— PROBLÈME POSÉ —
Restitue sous forme de liste numérotée les lignes comprises entre le début du bloc et la ligne contenant "left=331, top=31, right=349, bottom=52", les deux bornes incluses, sans les lignes vides. Laisse les images hors de ta réponse.

Un bloc de données:
----------

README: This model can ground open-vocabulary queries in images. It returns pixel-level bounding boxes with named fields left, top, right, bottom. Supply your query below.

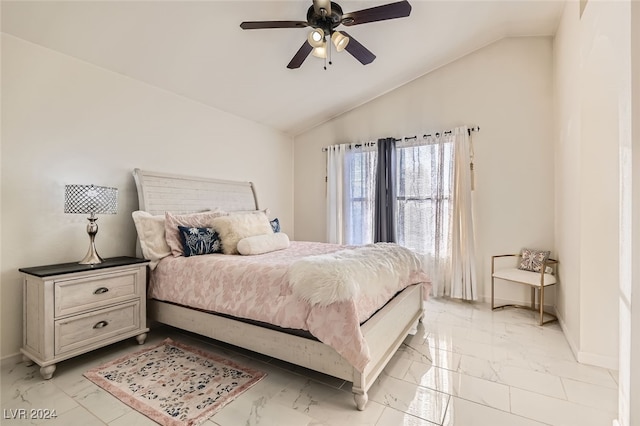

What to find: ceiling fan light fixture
left=331, top=31, right=349, bottom=52
left=311, top=43, right=327, bottom=59
left=307, top=28, right=324, bottom=48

----------

— SORTIE COMPLÈTE —
1. README: This model can ground open-vocabulary queries in images. It returns pixel-level bounding boxes with named fields left, top, right, bottom. Supply your query below.
2. What to find: ceiling fan light fixture
3. left=331, top=31, right=349, bottom=52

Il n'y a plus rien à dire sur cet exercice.